§ **ASSIGNED TASK**
An exact reproduction of all entries is expected.

>>>

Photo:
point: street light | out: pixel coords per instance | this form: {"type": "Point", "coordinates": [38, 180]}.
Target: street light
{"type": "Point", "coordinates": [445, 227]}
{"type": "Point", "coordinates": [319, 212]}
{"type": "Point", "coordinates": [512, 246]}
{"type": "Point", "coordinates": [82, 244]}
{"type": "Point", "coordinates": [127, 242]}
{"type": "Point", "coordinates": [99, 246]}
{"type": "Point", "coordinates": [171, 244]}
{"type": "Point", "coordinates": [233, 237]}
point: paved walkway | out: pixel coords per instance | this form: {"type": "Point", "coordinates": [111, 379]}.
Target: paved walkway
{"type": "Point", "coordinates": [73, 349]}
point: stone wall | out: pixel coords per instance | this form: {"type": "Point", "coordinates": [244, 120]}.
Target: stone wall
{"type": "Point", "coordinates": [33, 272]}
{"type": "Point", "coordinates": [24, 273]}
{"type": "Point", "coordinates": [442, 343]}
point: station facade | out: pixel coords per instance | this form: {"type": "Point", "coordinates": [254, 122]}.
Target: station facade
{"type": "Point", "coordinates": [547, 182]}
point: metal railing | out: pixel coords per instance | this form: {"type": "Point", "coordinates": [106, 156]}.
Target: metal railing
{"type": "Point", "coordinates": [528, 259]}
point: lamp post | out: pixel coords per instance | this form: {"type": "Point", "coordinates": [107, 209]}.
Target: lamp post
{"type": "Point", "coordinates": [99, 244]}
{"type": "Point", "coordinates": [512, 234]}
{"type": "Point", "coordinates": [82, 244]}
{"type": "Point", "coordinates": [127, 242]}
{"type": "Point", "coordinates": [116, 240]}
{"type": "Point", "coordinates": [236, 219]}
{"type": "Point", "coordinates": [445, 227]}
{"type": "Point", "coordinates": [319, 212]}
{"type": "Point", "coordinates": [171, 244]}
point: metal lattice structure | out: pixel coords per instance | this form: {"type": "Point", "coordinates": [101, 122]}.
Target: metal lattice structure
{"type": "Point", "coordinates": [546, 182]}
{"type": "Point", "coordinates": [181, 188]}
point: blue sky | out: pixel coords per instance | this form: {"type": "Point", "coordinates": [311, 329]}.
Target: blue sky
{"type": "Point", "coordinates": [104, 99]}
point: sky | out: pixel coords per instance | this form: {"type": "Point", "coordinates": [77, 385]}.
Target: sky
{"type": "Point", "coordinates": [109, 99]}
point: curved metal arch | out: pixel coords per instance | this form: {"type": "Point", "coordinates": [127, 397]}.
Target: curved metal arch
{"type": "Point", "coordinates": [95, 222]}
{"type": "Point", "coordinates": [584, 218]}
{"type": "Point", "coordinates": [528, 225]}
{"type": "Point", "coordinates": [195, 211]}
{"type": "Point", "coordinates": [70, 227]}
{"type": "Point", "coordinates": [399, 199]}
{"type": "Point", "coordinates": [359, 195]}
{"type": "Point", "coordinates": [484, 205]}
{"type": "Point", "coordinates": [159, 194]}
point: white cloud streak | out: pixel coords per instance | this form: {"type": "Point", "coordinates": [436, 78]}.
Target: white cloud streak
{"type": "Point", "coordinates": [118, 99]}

<<<

§ **ANSWER TO THE PROBLEM**
Photo:
point: street light | out: pixel coords per instance | this form: {"type": "Point", "coordinates": [38, 180]}.
Target: street light
{"type": "Point", "coordinates": [445, 227]}
{"type": "Point", "coordinates": [319, 212]}
{"type": "Point", "coordinates": [512, 246]}
{"type": "Point", "coordinates": [82, 244]}
{"type": "Point", "coordinates": [127, 242]}
{"type": "Point", "coordinates": [99, 246]}
{"type": "Point", "coordinates": [171, 244]}
{"type": "Point", "coordinates": [233, 237]}
point: paved walkway | out: pixel coords per instance | this form: {"type": "Point", "coordinates": [111, 379]}.
Target: paved walkway
{"type": "Point", "coordinates": [73, 349]}
point: stone wall | out: pixel coords per instance | this form: {"type": "Point", "coordinates": [244, 120]}.
Target: stone wall
{"type": "Point", "coordinates": [33, 272]}
{"type": "Point", "coordinates": [24, 273]}
{"type": "Point", "coordinates": [442, 343]}
point: station facade | out: pixel coords per instance | this form: {"type": "Point", "coordinates": [254, 122]}.
Target: station facade
{"type": "Point", "coordinates": [547, 182]}
point: metal railing | out: pixel coords per instance | this form: {"type": "Point", "coordinates": [106, 156]}.
Target: metal railing
{"type": "Point", "coordinates": [528, 259]}
point: lamp post | out: pixel coords per instance | this form: {"type": "Point", "coordinates": [107, 209]}.
Target: lamp post
{"type": "Point", "coordinates": [99, 244]}
{"type": "Point", "coordinates": [512, 234]}
{"type": "Point", "coordinates": [82, 244]}
{"type": "Point", "coordinates": [127, 242]}
{"type": "Point", "coordinates": [116, 240]}
{"type": "Point", "coordinates": [236, 219]}
{"type": "Point", "coordinates": [445, 227]}
{"type": "Point", "coordinates": [319, 212]}
{"type": "Point", "coordinates": [171, 244]}
point: metal lattice structure | out: pixel coords per instance | this form: {"type": "Point", "coordinates": [101, 122]}.
Target: metal lattice structure
{"type": "Point", "coordinates": [546, 182]}
{"type": "Point", "coordinates": [181, 188]}
point: blue sky | out: pixel coords per instance | this form: {"type": "Point", "coordinates": [311, 329]}.
Target: blue sky
{"type": "Point", "coordinates": [104, 99]}
point: sky | out: pixel coords per instance | this form: {"type": "Point", "coordinates": [77, 385]}.
Target: sky
{"type": "Point", "coordinates": [109, 99]}
point: curved metal arch | out: pixel coords per instance | this form: {"type": "Point", "coordinates": [127, 397]}.
Target: curved metal arch
{"type": "Point", "coordinates": [95, 222]}
{"type": "Point", "coordinates": [584, 218]}
{"type": "Point", "coordinates": [528, 225]}
{"type": "Point", "coordinates": [195, 211]}
{"type": "Point", "coordinates": [70, 227]}
{"type": "Point", "coordinates": [399, 199]}
{"type": "Point", "coordinates": [359, 195]}
{"type": "Point", "coordinates": [484, 205]}
{"type": "Point", "coordinates": [159, 194]}
point: white cloud streak | out: pixel coords per instance | this form: {"type": "Point", "coordinates": [436, 78]}.
Target: white cloud streak
{"type": "Point", "coordinates": [118, 99]}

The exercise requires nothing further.